**EXCERPT**.
==============================

Translation and scaling of integral curves

New integral curves may be constructed by translating or scaling the domain of an existing integral curve.

Reference

• Lee, J. M. (2012). Introduction to Smooth Manifolds. Springer New York.

Tags

integral curve, vector field

Translation lemmas

theorem IsIntegralCurveOn.comp_add {E : Type u_1} [NormedAddCommGroup E] [NormedSpace ℝ E] {H : Type u_2} [TopologicalSpace H] {I : ModelWithCorners ℝ E H} {M : Type u_3} [TopologicalSpace M] [ChartedSpace H M] {γ : ℝ → M} {v : (x : M) → TangentSpace I x} {s : Set ℝ} (hγ : IsIntegralCurveOn γ v s) (dt : ℝ) : IsIntegralCurveOn (γ ∘ fun (x : ℝ) => x + dt) v (-dt +ᵥ s)

==============================

**PROVIDED MATERIAL**.
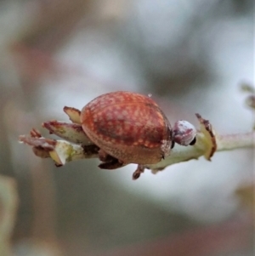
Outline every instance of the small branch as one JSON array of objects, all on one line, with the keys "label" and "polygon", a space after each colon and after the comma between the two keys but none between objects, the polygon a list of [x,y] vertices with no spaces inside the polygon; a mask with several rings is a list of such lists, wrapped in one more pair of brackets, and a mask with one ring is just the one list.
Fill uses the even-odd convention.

==============================

**REQUIRED WORK**.
Shorten the paragraph of the integral curves text that begins "New integral curves may be constructed," keeping its main facts. The data above is separate material with no connection to the integral curves text.

**SOLVED PROBLEM**.
Translating or scaling the domain of an existing integral curve produces new integral curves.